Information shown —
=====

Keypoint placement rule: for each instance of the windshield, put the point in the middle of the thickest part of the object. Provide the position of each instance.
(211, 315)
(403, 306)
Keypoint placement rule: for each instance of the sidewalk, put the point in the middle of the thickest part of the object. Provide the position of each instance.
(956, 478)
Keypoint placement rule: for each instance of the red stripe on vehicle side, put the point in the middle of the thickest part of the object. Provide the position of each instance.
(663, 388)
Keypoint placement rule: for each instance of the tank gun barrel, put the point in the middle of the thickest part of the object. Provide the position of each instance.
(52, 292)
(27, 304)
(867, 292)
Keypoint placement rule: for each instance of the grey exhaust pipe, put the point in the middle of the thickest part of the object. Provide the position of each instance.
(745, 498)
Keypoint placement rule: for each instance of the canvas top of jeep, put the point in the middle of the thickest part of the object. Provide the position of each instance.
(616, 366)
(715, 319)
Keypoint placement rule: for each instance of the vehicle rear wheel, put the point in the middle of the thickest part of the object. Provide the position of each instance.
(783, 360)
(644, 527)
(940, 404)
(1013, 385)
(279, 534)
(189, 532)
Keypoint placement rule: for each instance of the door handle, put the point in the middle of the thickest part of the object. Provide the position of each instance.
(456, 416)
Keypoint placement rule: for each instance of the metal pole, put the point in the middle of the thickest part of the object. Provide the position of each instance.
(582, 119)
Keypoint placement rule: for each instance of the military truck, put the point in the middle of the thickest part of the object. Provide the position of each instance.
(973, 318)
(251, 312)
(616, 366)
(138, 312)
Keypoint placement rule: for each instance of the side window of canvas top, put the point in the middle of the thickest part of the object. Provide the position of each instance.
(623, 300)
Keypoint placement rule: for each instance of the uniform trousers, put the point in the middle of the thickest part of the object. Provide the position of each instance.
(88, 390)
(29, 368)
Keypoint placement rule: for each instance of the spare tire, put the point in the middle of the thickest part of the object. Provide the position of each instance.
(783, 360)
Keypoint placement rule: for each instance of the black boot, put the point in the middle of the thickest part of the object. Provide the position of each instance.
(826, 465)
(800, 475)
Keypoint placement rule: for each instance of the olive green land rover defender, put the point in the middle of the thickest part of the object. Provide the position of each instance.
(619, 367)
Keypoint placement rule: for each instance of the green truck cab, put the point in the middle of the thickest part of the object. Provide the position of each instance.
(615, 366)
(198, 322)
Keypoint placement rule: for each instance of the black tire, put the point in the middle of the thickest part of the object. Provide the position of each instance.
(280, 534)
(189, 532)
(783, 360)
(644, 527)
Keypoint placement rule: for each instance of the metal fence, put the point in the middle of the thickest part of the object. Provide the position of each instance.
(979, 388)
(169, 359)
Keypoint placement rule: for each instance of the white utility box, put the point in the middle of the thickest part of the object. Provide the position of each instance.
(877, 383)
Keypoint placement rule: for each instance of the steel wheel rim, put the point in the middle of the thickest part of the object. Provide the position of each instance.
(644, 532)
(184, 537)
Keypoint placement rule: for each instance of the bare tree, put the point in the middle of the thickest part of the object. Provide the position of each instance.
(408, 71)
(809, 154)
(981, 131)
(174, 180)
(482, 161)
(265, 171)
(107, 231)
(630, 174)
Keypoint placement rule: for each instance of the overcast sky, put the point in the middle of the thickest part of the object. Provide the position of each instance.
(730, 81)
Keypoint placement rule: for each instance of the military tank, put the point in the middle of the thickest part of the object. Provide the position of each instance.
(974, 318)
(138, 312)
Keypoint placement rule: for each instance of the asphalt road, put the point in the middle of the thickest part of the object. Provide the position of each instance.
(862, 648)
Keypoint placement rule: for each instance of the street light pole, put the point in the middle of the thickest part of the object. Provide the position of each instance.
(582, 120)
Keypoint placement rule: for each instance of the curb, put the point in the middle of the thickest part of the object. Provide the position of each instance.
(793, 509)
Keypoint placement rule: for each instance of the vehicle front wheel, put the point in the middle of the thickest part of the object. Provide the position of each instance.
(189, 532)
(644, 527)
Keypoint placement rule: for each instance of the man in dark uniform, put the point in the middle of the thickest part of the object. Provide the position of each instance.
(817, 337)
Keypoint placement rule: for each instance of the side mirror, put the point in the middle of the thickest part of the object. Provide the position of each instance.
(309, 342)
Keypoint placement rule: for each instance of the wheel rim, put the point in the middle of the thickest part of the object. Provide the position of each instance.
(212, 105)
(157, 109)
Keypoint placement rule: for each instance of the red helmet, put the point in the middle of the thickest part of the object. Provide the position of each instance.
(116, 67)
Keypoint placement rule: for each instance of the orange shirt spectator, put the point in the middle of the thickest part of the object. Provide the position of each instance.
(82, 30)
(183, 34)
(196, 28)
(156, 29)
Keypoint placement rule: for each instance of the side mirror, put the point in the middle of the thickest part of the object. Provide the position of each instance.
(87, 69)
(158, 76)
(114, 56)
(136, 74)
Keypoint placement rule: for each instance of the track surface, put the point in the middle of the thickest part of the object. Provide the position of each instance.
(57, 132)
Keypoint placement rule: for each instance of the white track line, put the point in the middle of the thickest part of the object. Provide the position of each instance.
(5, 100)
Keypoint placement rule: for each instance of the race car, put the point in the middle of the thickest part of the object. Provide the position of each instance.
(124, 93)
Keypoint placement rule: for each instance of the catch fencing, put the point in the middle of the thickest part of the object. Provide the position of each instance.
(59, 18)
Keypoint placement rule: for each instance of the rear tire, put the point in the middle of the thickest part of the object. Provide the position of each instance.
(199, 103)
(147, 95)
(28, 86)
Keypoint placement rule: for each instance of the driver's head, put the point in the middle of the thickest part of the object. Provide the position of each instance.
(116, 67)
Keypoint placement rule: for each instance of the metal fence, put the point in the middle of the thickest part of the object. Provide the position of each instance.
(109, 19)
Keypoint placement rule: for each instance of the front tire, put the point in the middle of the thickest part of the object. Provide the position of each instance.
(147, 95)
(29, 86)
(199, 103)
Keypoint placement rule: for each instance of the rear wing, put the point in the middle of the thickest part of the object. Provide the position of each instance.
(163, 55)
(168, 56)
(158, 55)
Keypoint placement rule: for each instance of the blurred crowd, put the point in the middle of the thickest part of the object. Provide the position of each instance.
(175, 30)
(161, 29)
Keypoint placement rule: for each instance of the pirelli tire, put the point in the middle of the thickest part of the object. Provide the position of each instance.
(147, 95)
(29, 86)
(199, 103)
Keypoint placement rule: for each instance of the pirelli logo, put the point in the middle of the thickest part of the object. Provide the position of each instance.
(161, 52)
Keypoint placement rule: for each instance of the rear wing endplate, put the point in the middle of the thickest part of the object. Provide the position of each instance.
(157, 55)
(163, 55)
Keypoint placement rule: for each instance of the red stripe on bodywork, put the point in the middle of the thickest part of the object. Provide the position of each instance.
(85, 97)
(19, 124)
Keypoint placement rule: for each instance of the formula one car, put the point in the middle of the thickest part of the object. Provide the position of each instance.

=====

Task — The entries above should be repeated exactly, every one of them.

Completed exercise —
Keypoint placement rule: for each instance of the windshield, put the point in the middle of the thickest part of the object. Provide the position of each instance.
(211, 315)
(403, 306)
Keypoint placement rule: for each instance of the sidewalk, put the point in the middle of the thickest part of the object. Provide the position of each instance.
(956, 478)
Keypoint placement rule: for each instance of the red stripe on vehicle side, put the point in the middle of the thickest part of the object. Provide the position of each instance.
(663, 388)
Keypoint placement rule: for each instance of the tank gun barrel, put the point in the middle of the thickest part of the object. Provide the position of each instance.
(52, 292)
(27, 304)
(867, 292)
Keypoint placement rule: for each instance of the grey exhaust pipe, put the point in the middle of the thickest part of the object. Provide the position of each instance.
(745, 498)
Keypoint placement rule: for each instance of the canvas top of jeep, put the point in the middle of the thickest part of the object. Provide the position of each instance.
(616, 366)
(715, 319)
Keypoint placement rule: for each instance of the vehicle rear wheel, put the point in the middle of the thickest part of the object. Provide the position of each instance.
(783, 360)
(644, 527)
(940, 404)
(1013, 385)
(279, 534)
(189, 532)
Keypoint placement rule: for each instance of the door handle, put the point in the middle of the thickest part of the object. Provide the position of each instance.
(456, 416)
Keypoint placement rule: for each instance of the metal pole, put the point in the middle of the thickest part of the object. Provide the position of each instance.
(582, 119)
Keypoint placement rule: for each instance of the military truck, put the point in the middle of the thickest part of the object. Provide the position of each instance.
(973, 318)
(251, 312)
(616, 366)
(138, 312)
Keypoint placement rule: for each instance of the side window of canvas top, put the point in the middle of the thickest part of the object. Provide the position of each instance.
(623, 300)
Keypoint placement rule: for each instance of the uniform trousers, put the point in the middle of the thickest part of the object. Provide the position of each instance.
(88, 390)
(29, 368)
Keypoint placement rule: for each instance of the spare tire, put the point in the middle of the thickest part of the object. Provide the position of each instance.
(783, 360)
Keypoint placement rule: for each instance of the black boot, put the point in the middle of the thickest part of the object. Provide the position of each instance.
(826, 465)
(800, 475)
Keypoint placement rule: for each instance of the olive green land rover defender, put the point in the middle of the thickest part of the object. Provide the position of each instance.
(619, 367)
Keypoint placement rule: for each instance of the green truck cab, put the point in the middle of the thickest part of the object. Provide the position of each instance.
(615, 366)
(198, 322)
Keypoint placement rule: for each instance of the black tire, put the point in the middle of the thickest part of the object. Provide the position of each instance.
(280, 534)
(189, 532)
(783, 360)
(644, 527)
Keypoint placement rule: for each instance of the metal fence, put the point in the middle of the thickest part of the object. Provide the position of each instance.
(979, 388)
(169, 359)
Keypoint placement rule: for each instance of the white utility box, put the point in the middle of the thickest part of the object. Provide the position of each instance.
(877, 383)
Keypoint placement rule: for each instance of the steel wheel rim, put the point in the middle of the thickest part of the object. Provide the position of each instance.
(644, 532)
(184, 537)
Keypoint placement rule: for each instance of the bare tree, put the point in the middle of the thickest part of the object. Provide the position of each instance.
(408, 71)
(809, 154)
(981, 131)
(174, 180)
(482, 161)
(265, 171)
(107, 231)
(630, 174)
Keypoint placement rule: for each instance of the overcast sky, put the point in the middle of the thickest part of the object. Provide the position of each instance.
(730, 81)
Keypoint placement rule: for each instance of the military tank, put the point in the middle of the thickest part of the object. Provide the position of each instance.
(974, 318)
(138, 312)
Keypoint placement rule: for each instance of the asphalt road, put the point in the middle of the thickest part of the object. Provide the position of each instance.
(862, 648)
Keypoint placement rule: for each instance of the street light pole, put the point in the middle of the thickest part of the object. Provide the position of each instance.
(582, 120)
Keypoint placement rule: for each instance of the curb, put the point in the middle of the thickest part of the object. Provide the position of each instance.
(793, 509)
Keypoint placement rule: for each instance of the vehicle front wheel, put the point in the middle of the thickest part of the object. Provide the position of each instance.
(189, 532)
(644, 527)
Keypoint placement rule: for each instance of the man in dark uniform, put the point in the middle of the thickest part of the object. Provide the position of each instance.
(817, 337)
Keypoint placement rule: for each instance of the side mirror, put the point in the middle of the thickest part of the object. Provide the position of each instance.
(309, 342)
Keypoint placement rule: for each instance of the wheel rim, put the point in the middle of the thickest part of the object. Provide the position of each instance.
(212, 105)
(157, 109)
Keypoint placement rule: for each instance of the red helmet, put the point in the middle of the thickest part of the object. Provide the position of each instance.
(116, 67)
Keypoint placement rule: for each instance of the orange shirt spectator, put the point in the middle of the thickest part of the object. Provide the position of each instance.
(82, 30)
(183, 34)
(196, 28)
(156, 29)
Keypoint placement rule: for each instance of the side mirror, put the point in the middle of the thickest part of the object. Provide the position of each instance.
(87, 69)
(158, 76)
(114, 56)
(136, 74)
Keypoint placement rule: for each instance of the track surface, put the point in the middle of the thickest part of the object. Provide the position of each instance.
(57, 132)
Keypoint placement rule: for each instance of the white track line, put the point in the middle of the thickest part of the object. Provide the position of each instance.
(5, 100)
Keypoint placement rule: for each instance of the race car, put the point in the middle of the thickest part of the object. Provide the position of each instance.
(124, 93)
Keypoint placement rule: for each instance of the catch fencing, put the point in the middle of the thickest part of the object. Provide the position of each instance.
(59, 18)
Keypoint placement rule: for each instance of the rear tire, put the point in the middle of the thickest part of the object. Provide the position of each instance.
(199, 103)
(147, 95)
(28, 86)
Keypoint placement rule: for each instance of the driver's head, put the point in the middle of the thickest part of the object. Provide the position of each instance.
(116, 67)
Keypoint placement rule: for each instance of the metal fence, put the point in the middle of the thickest part of the object. Provide the position of each instance.
(109, 19)
Keypoint placement rule: for each instance of the front tire, put the point in the middle of the thickest part of the object. Provide the position of each instance.
(147, 95)
(29, 86)
(199, 103)
Keypoint placement rule: for each instance of the rear wing, put the point in the middle of the thickest part of the object. Provide the position of each instance.
(163, 55)
(168, 56)
(158, 55)
Keypoint placement rule: for each instance of the blurred crowd, put the point in the middle of the thickest part of the object. Provide the position of each instance.
(175, 30)
(161, 29)
Keypoint placement rule: for each instance of the pirelli tire, put the point in the middle of the thickest part of the object. Provide the position of each instance.
(147, 95)
(29, 86)
(199, 103)
Keypoint placement rule: for each instance of the pirelli logo, put the point in the middle of the thickest part of the object. Provide the position of each instance.
(161, 52)
Keypoint placement rule: for each instance of the rear wing endplate, put the point in the middle of the thickest part of the object. Provide the position of each instance.
(157, 55)
(163, 55)
Keypoint placement rule: for each instance of the red stripe on bodywork, put the point in the middle of the thickest part of the object. Provide the position of each instance.
(85, 97)
(19, 124)
Keypoint placement rule: for each instance of the formula one car, put the point in the middle of the thickest part of the object. Provide the position of each instance.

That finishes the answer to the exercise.